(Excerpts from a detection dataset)
[start]

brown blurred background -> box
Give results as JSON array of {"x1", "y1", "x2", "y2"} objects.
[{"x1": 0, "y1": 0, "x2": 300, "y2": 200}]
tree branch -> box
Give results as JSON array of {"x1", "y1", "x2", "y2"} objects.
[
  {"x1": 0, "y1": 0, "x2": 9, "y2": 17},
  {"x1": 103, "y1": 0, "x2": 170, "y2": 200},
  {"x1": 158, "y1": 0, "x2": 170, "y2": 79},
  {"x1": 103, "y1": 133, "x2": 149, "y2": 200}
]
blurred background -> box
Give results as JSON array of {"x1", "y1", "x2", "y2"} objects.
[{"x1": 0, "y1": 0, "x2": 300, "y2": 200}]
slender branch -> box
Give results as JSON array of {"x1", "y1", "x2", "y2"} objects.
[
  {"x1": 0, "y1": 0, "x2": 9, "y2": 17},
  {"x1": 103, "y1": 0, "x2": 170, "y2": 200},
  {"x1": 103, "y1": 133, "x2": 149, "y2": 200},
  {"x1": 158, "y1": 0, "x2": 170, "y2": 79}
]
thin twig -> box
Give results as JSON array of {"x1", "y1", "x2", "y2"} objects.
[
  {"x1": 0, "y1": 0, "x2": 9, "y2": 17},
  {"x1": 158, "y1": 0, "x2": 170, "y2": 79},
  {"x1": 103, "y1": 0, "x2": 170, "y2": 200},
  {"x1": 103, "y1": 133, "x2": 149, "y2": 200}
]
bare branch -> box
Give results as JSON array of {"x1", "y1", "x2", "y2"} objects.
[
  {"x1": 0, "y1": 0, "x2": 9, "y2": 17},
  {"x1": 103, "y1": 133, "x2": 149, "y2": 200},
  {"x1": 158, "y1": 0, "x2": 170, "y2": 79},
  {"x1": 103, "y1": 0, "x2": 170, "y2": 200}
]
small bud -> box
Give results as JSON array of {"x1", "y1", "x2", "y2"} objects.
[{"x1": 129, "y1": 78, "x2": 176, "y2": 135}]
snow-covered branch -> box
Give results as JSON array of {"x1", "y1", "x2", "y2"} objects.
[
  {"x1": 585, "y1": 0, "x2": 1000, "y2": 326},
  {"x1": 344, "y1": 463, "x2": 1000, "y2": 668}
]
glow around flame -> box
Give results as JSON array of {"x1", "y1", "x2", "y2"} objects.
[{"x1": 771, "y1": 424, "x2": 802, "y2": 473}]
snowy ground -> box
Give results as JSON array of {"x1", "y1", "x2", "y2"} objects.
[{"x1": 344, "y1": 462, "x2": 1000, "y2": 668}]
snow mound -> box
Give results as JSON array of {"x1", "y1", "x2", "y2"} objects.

[end]
[start]

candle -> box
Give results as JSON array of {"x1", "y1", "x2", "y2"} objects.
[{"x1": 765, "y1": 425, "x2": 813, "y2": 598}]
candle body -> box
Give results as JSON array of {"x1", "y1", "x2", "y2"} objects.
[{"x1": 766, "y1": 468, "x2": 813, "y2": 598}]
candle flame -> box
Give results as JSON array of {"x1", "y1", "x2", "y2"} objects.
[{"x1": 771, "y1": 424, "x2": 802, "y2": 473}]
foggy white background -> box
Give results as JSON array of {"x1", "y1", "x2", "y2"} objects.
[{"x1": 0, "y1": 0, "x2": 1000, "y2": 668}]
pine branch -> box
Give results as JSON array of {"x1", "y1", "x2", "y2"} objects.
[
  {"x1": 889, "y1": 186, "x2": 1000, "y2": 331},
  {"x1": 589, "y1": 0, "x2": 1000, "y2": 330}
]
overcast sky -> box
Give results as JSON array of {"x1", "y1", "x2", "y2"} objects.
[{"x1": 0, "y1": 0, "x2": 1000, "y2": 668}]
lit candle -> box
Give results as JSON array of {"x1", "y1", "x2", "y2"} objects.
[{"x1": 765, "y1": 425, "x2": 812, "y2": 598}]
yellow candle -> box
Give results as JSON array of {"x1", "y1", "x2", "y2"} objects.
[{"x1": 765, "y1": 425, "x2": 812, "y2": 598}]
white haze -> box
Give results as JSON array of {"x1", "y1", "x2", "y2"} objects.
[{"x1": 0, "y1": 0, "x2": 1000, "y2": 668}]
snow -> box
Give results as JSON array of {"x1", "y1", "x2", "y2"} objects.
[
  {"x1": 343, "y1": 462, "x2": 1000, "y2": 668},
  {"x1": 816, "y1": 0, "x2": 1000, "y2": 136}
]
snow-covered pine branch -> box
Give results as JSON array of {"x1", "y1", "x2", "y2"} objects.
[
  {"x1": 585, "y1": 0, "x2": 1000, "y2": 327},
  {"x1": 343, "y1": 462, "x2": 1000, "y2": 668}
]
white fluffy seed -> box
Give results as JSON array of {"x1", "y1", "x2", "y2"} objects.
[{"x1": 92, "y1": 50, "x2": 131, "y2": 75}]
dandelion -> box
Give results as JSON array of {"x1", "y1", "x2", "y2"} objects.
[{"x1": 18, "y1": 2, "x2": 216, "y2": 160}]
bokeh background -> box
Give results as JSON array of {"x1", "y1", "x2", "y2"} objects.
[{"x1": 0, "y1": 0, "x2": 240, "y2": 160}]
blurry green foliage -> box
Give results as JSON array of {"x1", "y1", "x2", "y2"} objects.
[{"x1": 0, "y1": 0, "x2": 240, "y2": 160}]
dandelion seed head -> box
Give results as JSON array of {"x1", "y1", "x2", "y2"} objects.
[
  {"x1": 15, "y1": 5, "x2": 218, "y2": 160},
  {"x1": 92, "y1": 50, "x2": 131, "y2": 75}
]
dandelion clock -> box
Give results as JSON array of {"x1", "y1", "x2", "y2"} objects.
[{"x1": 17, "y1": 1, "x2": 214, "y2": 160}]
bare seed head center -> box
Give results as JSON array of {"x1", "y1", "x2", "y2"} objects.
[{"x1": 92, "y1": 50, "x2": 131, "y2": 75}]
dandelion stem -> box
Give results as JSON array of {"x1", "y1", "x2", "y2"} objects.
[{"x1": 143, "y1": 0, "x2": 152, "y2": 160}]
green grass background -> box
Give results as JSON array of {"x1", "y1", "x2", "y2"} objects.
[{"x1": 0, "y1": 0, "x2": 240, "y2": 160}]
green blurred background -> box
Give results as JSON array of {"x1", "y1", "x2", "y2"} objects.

[end]
[start]

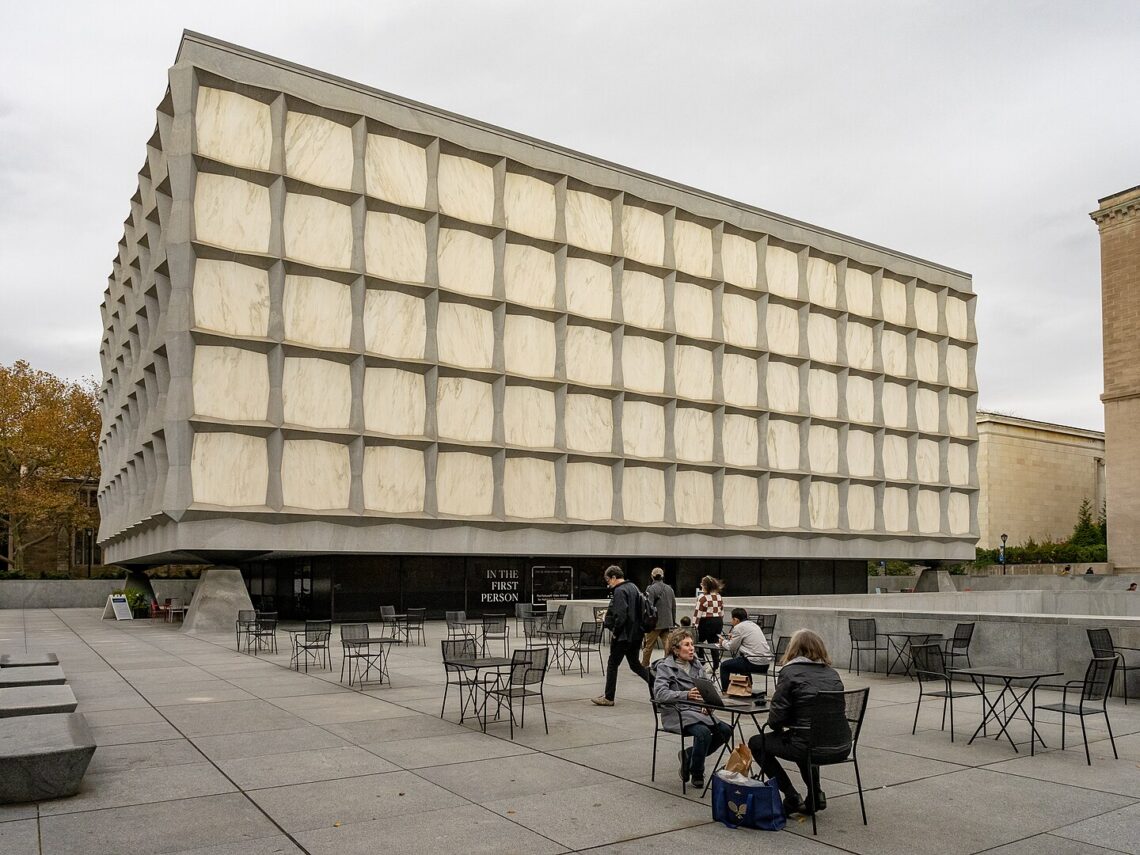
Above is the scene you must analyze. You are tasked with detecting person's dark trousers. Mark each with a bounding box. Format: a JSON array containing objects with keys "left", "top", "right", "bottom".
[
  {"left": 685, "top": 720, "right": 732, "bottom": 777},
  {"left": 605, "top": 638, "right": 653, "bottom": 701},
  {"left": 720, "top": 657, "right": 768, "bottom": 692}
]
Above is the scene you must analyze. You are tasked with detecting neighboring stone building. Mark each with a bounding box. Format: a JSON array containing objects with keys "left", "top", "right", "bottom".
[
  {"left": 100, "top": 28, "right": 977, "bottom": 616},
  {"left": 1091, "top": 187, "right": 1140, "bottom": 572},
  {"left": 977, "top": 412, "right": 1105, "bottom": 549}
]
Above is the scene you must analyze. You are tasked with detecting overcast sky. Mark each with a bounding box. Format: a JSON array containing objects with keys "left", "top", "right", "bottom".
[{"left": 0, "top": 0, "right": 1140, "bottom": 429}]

[end]

» REQUIRED TASK: Count the lines in the data above that contain the string "background". Reply with the number alone.

» RESULT BELOW: 6